- What you need to do -
Rescale the entries from the line with "In this exercise you will locate the green military" to the line with "[(823, 80)]", both included, by writing out only those lines, requests too, with every coordinate in the answers multiplied by 2.15 and rounded to a whole number, halves going up. Keep every number in the requests, including their sample positions, unchanged.

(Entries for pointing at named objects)
* begin *
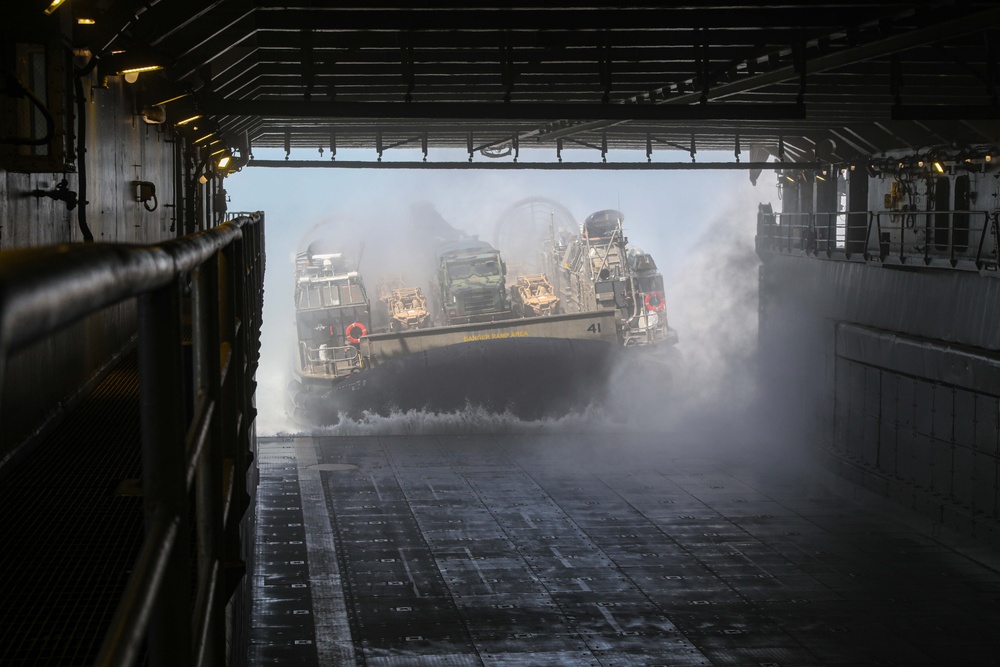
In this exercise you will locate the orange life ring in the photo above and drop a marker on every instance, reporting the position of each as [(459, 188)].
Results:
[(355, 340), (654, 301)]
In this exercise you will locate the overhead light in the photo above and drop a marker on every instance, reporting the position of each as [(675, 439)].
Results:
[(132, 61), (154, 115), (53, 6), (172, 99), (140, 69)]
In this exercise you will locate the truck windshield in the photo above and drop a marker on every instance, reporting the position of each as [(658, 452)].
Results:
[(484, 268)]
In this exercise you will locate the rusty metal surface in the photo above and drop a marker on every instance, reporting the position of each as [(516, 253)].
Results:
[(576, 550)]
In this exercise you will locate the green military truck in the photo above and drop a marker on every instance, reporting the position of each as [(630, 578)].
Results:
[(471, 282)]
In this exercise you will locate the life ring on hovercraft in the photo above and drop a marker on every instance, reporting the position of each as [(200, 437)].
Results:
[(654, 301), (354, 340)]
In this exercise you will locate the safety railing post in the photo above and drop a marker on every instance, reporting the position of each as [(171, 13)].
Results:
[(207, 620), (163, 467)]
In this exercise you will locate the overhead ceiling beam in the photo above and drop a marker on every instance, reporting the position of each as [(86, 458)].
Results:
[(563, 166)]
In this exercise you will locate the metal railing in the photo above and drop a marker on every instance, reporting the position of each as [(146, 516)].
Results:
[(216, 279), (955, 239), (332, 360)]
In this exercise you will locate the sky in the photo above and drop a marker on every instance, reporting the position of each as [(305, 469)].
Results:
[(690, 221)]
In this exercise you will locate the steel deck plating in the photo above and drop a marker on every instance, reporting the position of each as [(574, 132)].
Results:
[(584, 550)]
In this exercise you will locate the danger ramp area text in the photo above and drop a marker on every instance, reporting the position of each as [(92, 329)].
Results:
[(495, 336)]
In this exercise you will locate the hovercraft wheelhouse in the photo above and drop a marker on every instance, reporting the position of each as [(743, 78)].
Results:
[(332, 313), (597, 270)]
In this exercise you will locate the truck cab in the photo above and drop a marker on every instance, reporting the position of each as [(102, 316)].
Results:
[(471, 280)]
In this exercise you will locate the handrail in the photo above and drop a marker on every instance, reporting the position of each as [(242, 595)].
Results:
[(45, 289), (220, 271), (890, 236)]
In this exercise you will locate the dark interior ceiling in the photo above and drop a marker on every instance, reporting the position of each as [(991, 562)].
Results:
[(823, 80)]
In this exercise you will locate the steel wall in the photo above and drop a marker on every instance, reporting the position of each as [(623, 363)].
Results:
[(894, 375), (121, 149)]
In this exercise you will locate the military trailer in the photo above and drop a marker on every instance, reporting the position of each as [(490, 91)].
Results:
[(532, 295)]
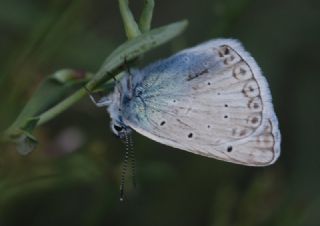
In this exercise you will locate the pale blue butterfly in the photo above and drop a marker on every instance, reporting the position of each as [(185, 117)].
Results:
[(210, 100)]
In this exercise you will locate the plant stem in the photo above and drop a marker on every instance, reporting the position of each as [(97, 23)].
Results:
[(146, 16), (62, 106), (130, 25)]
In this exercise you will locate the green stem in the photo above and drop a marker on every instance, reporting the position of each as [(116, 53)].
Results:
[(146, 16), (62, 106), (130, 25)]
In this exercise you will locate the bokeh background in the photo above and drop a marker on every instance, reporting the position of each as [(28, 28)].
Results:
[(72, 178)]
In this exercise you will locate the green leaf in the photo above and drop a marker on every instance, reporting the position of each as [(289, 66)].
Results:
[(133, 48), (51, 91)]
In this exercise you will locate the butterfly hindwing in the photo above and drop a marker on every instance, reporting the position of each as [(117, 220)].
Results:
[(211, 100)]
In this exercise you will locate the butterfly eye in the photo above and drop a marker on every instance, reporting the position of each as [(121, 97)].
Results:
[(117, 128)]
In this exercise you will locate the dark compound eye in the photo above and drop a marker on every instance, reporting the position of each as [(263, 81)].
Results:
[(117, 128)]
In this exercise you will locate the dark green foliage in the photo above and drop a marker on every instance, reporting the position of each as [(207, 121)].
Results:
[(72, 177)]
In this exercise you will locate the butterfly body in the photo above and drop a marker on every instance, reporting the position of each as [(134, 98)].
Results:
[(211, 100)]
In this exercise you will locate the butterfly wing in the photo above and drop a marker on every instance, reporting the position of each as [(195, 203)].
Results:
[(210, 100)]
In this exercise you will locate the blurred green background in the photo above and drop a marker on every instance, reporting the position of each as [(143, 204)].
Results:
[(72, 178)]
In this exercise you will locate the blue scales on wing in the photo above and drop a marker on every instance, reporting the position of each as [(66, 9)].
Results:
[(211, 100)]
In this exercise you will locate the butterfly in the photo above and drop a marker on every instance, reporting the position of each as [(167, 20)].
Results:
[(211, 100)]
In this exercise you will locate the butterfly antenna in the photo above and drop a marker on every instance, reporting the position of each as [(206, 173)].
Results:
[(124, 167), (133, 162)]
* end *
- Solution to this exercise -
In this exercise you will locate the green military truck in the photo above and drop a marker on every instance, reporting the position of each as [(630, 578)].
Results:
[(1013, 606)]
In this exercise you will locate the life ring on hovercraft in the photo above and drop a marker on every instance, reporting the position of each as [(200, 437)].
Results:
[(1406, 647), (761, 731)]
In this exercise you will locate the safety railing post in the photo above and drop a marker on every instance, reporting the position of each as [(171, 13)].
Results:
[(445, 1333), (350, 1004)]
In this exercise you will locate the overhead ceiling beam in the photo above and drop a marker on every instance, reporting the position of each as [(86, 458)].
Results:
[(1210, 357)]
In this exercise you will locate the metal railing in the photo above and drop a marker on every instance, reporting the position of each as [(146, 516)].
Results:
[(464, 600), (2053, 514), (714, 774)]
In this exercise you will locate the sky in the photo above and drop a marker on every instance, reporting the position of each as [(305, 469)].
Results:
[(1484, 475)]
In this exercise you will locate the steel deck plating in the photo above and drop a marker on every instance, reporting the position of each as [(574, 132)].
Results:
[(1256, 1183)]
In this exercise you will locate the danger ramp area text in the photo above and drop a marker on every instance, reporting the position of each as [(92, 329)].
Results:
[(1064, 722)]
In this exercise you will locate the hovercraft wheelhouse in the photo above and drop a marker on every instance, reporting the position of each as [(743, 78)].
Results:
[(714, 673), (1284, 581)]
In this exercise you will locate the truck cab in the photo above and drop a marker on every instance, reporting the position of each as [(102, 316)].
Results:
[(1013, 602)]
In this exercise you will locate the handrail in the photo above and drop a marker on every instance, reporting the position of each as [(242, 595)].
Results:
[(97, 621), (473, 583), (1914, 507)]
In this exercise you will locate the dark interior ceiling in the photo above and drop a marker on every instance, reporting the position of each as [(991, 562)].
Results:
[(1769, 172)]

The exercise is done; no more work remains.